=== Prompt ===
Copy the entries below word for word, starting at the line that contains "of the steep" and going through the last line of the entries.

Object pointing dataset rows
Begin

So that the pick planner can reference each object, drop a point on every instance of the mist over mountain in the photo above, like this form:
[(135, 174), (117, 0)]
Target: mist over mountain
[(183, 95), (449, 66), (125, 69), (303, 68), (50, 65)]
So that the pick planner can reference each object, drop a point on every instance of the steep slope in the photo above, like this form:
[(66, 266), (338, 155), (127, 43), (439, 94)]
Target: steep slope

End

=== Problem solution ===
So that the pick planner can reference each object, drop a point on every instance of the steep slope in the photo above, like this form:
[(66, 266), (338, 155), (127, 43), (439, 94)]
Target: steep slope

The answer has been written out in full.